Pictures found in the material must be left out, and every line returned as written.

═════ Provided data

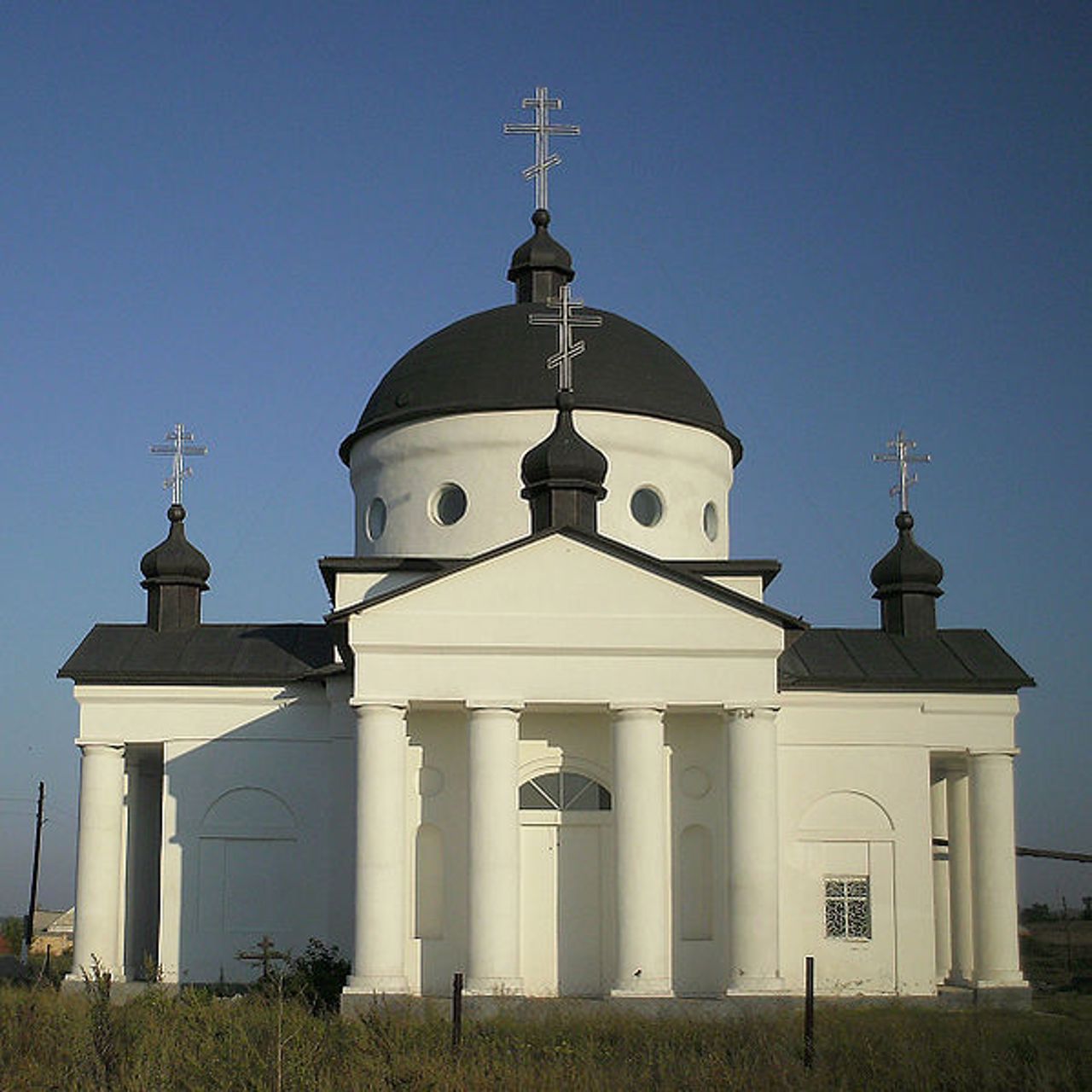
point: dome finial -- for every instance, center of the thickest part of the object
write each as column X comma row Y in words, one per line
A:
column 908, row 584
column 541, row 265
column 562, row 475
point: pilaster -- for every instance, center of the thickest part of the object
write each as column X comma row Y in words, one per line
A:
column 994, row 870
column 98, row 860
column 643, row 880
column 753, row 842
column 492, row 963
column 379, row 956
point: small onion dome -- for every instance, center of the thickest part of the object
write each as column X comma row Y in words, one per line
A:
column 176, row 573
column 907, row 581
column 564, row 475
column 541, row 265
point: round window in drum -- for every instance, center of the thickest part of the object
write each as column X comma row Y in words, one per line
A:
column 448, row 505
column 375, row 519
column 710, row 522
column 647, row 507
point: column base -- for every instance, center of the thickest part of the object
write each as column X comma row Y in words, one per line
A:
column 377, row 984
column 644, row 987
column 1009, row 995
column 1002, row 979
column 958, row 979
column 756, row 984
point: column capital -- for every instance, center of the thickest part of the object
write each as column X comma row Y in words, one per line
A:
column 400, row 703
column 100, row 745
column 994, row 752
column 508, row 706
column 752, row 712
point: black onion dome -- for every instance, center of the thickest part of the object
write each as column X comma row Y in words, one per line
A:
column 565, row 456
column 175, row 561
column 543, row 256
column 907, row 566
column 496, row 361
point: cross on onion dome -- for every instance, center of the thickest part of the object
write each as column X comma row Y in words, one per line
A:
column 180, row 444
column 565, row 321
column 900, row 453
column 542, row 129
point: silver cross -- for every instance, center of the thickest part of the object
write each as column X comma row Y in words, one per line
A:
column 900, row 453
column 565, row 321
column 542, row 104
column 180, row 444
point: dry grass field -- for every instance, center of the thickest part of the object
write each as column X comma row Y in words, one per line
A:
column 198, row 1042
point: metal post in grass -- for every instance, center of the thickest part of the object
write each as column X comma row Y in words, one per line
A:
column 456, row 1010
column 810, row 1011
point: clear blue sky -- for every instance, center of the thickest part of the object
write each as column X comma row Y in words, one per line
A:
column 849, row 218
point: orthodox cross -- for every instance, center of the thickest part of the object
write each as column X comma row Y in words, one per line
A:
column 900, row 453
column 180, row 444
column 542, row 129
column 565, row 321
column 265, row 955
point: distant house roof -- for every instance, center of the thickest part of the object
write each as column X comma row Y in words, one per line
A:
column 951, row 661
column 55, row 921
column 211, row 654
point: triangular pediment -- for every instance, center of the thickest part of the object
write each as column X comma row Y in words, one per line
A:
column 565, row 590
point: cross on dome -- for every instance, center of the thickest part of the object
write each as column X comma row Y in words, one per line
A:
column 180, row 444
column 565, row 321
column 900, row 453
column 542, row 129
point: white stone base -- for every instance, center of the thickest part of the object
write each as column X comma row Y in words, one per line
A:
column 749, row 984
column 377, row 984
column 650, row 987
column 494, row 987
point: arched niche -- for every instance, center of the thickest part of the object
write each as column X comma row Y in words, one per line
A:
column 249, row 812
column 849, row 811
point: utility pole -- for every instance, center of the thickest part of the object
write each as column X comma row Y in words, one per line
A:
column 28, row 928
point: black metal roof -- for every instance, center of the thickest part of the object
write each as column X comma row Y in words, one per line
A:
column 951, row 661
column 496, row 361
column 211, row 654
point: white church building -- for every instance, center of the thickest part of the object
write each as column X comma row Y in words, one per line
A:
column 549, row 734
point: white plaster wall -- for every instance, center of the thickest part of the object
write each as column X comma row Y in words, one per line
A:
column 277, row 740
column 897, row 857
column 482, row 452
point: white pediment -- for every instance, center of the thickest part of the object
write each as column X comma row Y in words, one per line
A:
column 558, row 619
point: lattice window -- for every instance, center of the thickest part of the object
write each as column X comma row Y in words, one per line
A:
column 847, row 908
column 564, row 792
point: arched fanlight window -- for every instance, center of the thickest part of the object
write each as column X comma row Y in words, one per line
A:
column 564, row 792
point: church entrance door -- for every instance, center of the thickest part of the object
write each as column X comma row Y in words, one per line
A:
column 566, row 894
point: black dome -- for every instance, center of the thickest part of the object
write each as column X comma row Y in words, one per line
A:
column 497, row 361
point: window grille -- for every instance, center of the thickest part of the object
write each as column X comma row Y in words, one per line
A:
column 847, row 908
column 564, row 792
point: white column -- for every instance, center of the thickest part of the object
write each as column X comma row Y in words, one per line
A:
column 492, row 960
column 98, row 858
column 379, row 954
column 753, row 962
column 959, row 877
column 942, row 916
column 642, row 876
column 994, row 870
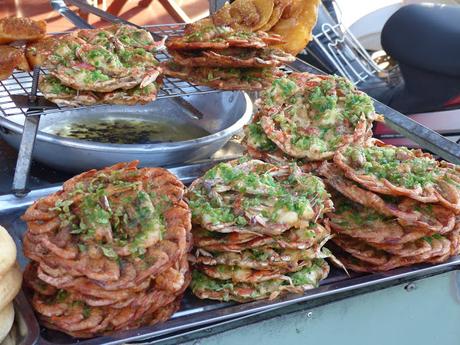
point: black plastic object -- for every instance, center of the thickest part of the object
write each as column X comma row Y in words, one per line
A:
column 424, row 40
column 425, row 36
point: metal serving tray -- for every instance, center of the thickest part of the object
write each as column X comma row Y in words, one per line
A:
column 196, row 315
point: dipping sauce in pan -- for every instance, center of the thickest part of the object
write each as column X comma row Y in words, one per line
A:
column 127, row 131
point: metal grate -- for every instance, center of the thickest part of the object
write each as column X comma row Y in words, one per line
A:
column 341, row 47
column 20, row 83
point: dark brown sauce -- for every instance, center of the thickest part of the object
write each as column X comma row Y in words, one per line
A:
column 127, row 131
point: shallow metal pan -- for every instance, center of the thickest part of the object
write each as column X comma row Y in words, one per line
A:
column 196, row 315
column 224, row 115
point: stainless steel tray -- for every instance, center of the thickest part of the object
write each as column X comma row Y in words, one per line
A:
column 196, row 315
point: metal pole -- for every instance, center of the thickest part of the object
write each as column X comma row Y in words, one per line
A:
column 24, row 161
column 29, row 134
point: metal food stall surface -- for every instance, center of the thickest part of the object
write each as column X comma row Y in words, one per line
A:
column 423, row 312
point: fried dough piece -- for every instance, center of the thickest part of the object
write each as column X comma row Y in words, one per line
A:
column 278, row 9
column 37, row 53
column 232, row 57
column 245, row 14
column 224, row 79
column 296, row 25
column 21, row 29
column 253, row 196
column 224, row 290
column 409, row 213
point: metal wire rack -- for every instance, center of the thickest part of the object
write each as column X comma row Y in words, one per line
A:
column 340, row 46
column 20, row 83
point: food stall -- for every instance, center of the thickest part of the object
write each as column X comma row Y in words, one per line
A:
column 399, row 301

══════════

» Your response:
point: dome finial -- for every instance, center of the thickest part of the object
write each as column X comma row Y in words, one per line
A:
column 908, row 584
column 541, row 265
column 562, row 475
point: pilaster -- for every instance, center of the thickest part of the object
write each as column X comma row Y in words, one per line
A:
column 994, row 870
column 98, row 860
column 643, row 880
column 753, row 842
column 492, row 963
column 379, row 956
point: small onion dome -- for every instance, center of the thickest part of the object
write each as column X comma row Y in words, one per line
A:
column 176, row 573
column 907, row 581
column 564, row 475
column 541, row 265
point: round window in drum -- for every instance, center of the thickest part of the object
write each as column X comma row Y in words, one per line
A:
column 448, row 505
column 375, row 519
column 710, row 522
column 647, row 507
point: column base -- for every instance, center of the thickest part of the object
write each as column X comma row Y in words, one per line
A:
column 377, row 984
column 644, row 987
column 1009, row 995
column 1002, row 979
column 958, row 979
column 756, row 984
point: column capital -- for every instance, center of the thickest part of the object
write each as column X comma row Y in words, one per line
A:
column 400, row 703
column 100, row 745
column 994, row 752
column 508, row 706
column 752, row 712
point: black onion dome -- for every instance, center of the thickest part of the object
write each as column X comma row Y in words, one per line
A:
column 565, row 456
column 175, row 561
column 543, row 256
column 907, row 566
column 496, row 361
point: cross on onion dome -- for every instance, center of the thickest part of the object
write each as column X comma row Y in words, one per line
A:
column 180, row 444
column 565, row 321
column 900, row 453
column 542, row 129
point: silver cross -- for every instance, center of the thickest part of the object
write each as column X comma row Y in words, one per line
A:
column 900, row 453
column 565, row 321
column 542, row 104
column 180, row 444
point: dry grass field -- for every instance, center of the thickest part of the object
write each as column X comma row Y in words, one per line
A:
column 198, row 1042
point: metal post in grass -- for every instance, center of the thickest part of the object
write each as column X comma row Y in words, one per line
A:
column 456, row 1010
column 810, row 1011
point: clear blue sky -- for every instance, center of the thickest part of the object
write each as column X comma row Y in words, one per line
A:
column 849, row 218
point: orthodox cross -- for every instance, center of the thickest part of the object
write each as column X comma row Y in words, one per line
A:
column 900, row 453
column 180, row 444
column 542, row 129
column 565, row 321
column 265, row 955
point: distant house roof -- for every instance, center of the thickest part of the object
write each as column X comma row Y in words, one per line
A:
column 951, row 661
column 55, row 921
column 211, row 654
point: triangular pediment -- for every instance, center of the thickest part of the object
write each as column X comma row Y in words, one per line
A:
column 565, row 590
point: cross on dome -- for every instance, center of the thickest part of the object
write each as column X comma row Y in words, one per line
A:
column 180, row 444
column 565, row 321
column 900, row 453
column 542, row 129
point: white stone base -- for every instance, center of the thickest part of the object
write each as column X comma row Y in words, one per line
A:
column 749, row 984
column 377, row 984
column 650, row 987
column 494, row 987
point: arched niche -- for every instance, center of the thickest part of the object
write each as column X comma row Y in words, one per line
A:
column 249, row 812
column 849, row 811
point: utility pole -- for every instance, center of the thickest part of the object
write each as column X comma row Y in words, one per line
A:
column 28, row 928
point: black metal roof -- for every instance, center of the thickest part of the object
write each as column X comma row Y in words, one per line
A:
column 951, row 661
column 496, row 361
column 211, row 654
point: white church building -- for every instance, center of the thickest part of the object
write each as column X comma row Y in words, one per line
A:
column 549, row 734
point: white plaster wall -- for every instance, center of the thickest part of the object
write each as column X comma row Y in words, one per line
A:
column 277, row 740
column 897, row 857
column 482, row 452
point: white pediment -- for every instance, center of the thickest part of the object
write each as column X comma row Y in words, one per line
A:
column 558, row 619
point: lattice window -- for every instance, center of the thickest part of the object
write each as column X comma row Y in words, one per line
A:
column 847, row 908
column 564, row 792
point: arched fanlight window -- for every instance, center of the thickest part of the object
write each as column X comma row Y in words, one per line
A:
column 564, row 792
point: church entrance door -- for every instance, center of the thickest part of the object
write each as column X comma row Y in words, one per line
A:
column 566, row 894
point: black dome -- for every instance, center of the thickest part of the object
write each as column X comma row Y in words, one per line
A:
column 497, row 361
point: window grille -- for every instance, center of the thickest part of the object
write each as column X comma row Y in words, one per line
A:
column 847, row 908
column 564, row 792
point: white column -- for every instance, center of the thickest part of the object
write each as column X comma row Y in words, one per line
A:
column 492, row 960
column 98, row 858
column 379, row 954
column 753, row 962
column 959, row 877
column 942, row 916
column 642, row 876
column 994, row 870
point: black plastic object -- for every instance, center of the thickest part of the object
write each as column X comma row Y in words, one per line
A:
column 424, row 40
column 425, row 36
point: metal serving tray -- for every instance, center of the thickest part of the object
write each as column X comma row Y in words, one per line
A:
column 196, row 315
point: dipping sauce in pan -- for every instance, center of the thickest part of the object
write each as column X comma row Y in words, one per line
A:
column 127, row 131
point: metal grate -- for every instance, center of the thickest part of the object
write each as column X comma row Y in words, one per line
A:
column 341, row 47
column 20, row 83
point: dark brown sauce -- for every instance, center of the thickest part of the object
write each as column X comma row Y in words, one per line
A:
column 127, row 131
point: shallow metal pan -- for every instance, center of the thickest part of the object
write each as column X comma row Y in words, one per line
A:
column 196, row 315
column 224, row 115
point: stainless steel tray -- for every instance, center of the thickest part of the object
write each as column X comma row Y in words, one per line
A:
column 196, row 315
point: metal pole -- for every instance, center of the thickest part of the object
write each as column X comma row Y in words, one per line
A:
column 24, row 161
column 29, row 134
point: metal food stall surface -- for every instance, center of the thickest part of the object
write each as column X comma row Y in words, one per line
A:
column 423, row 312
point: fried dough piece -- for every instance, center of the thickest part of the object
write each as column X comma row Y in words, one per line
A:
column 278, row 9
column 37, row 53
column 232, row 57
column 245, row 14
column 224, row 79
column 296, row 25
column 21, row 29
column 253, row 196
column 224, row 290
column 409, row 213
point: metal wire rack -- for every instance, center of the thickest part of the object
write each as column X comma row Y in words, one per line
A:
column 340, row 46
column 20, row 83
point: food stall -- for every instance, center of the thickest part of the object
write each as column X comma row Y in words, one per line
A:
column 399, row 301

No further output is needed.